Goal of the exercise
Please copy everything from the row containing "above contains cloud." down to the row containing "18, 250, 41, 295", both ends included and no other rows, shifting every bounding-box coordinate by adding 71 and leaving all other text unchanged.

----- Information given

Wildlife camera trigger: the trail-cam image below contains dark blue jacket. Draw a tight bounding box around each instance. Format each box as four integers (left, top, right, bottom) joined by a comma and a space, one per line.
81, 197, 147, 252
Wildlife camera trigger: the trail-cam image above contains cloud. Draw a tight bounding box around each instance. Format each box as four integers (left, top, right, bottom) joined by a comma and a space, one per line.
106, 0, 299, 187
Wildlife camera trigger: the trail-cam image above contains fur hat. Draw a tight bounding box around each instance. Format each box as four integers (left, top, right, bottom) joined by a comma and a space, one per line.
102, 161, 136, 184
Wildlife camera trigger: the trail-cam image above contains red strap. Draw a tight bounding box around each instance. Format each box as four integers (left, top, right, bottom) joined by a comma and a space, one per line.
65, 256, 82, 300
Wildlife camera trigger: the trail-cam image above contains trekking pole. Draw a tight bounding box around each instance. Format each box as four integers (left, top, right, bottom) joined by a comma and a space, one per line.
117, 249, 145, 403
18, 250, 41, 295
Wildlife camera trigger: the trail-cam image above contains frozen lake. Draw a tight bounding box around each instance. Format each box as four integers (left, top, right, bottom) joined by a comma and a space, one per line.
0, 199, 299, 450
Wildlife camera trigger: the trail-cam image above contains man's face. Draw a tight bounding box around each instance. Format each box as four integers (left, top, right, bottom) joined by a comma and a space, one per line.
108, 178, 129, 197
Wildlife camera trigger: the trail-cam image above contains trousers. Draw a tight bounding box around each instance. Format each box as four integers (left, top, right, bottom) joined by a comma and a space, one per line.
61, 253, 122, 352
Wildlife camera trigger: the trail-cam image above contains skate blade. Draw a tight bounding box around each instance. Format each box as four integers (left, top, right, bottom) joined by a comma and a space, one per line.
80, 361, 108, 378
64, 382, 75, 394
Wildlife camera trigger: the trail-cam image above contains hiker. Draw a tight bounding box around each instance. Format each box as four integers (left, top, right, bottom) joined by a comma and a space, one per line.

----------

Expected answer
Wildlife camera trigger: the trail-cam image above contains cloud. Draw a tight bounding box around each instance. Format each box as four integers (left, top, right, bottom) joined by a comma and a space, one per line.
177, 71, 370, 258
Wildlife camera trigger: the trail-cam image above contains fur hat. Draw a tight bounding box around each instance. Format each box as four integers (left, top, right, bottom) joined by a comma and a space, one per line.
173, 232, 207, 255
Wildlife camera trigger: the trail-cam image above contains red strap. Draw a tight bounding box around each instance. Format each box as four integers (left, top, right, bottom) joined by a comma and a space, one per line.
136, 327, 153, 371
Wildlife camera trigger: the trail-cam image above contains trekking pole. Draw a tight bounding box around each instance. Format each box as four integers (left, top, right, bottom) joined by a comma and a space, one per line.
188, 320, 216, 474
89, 321, 112, 366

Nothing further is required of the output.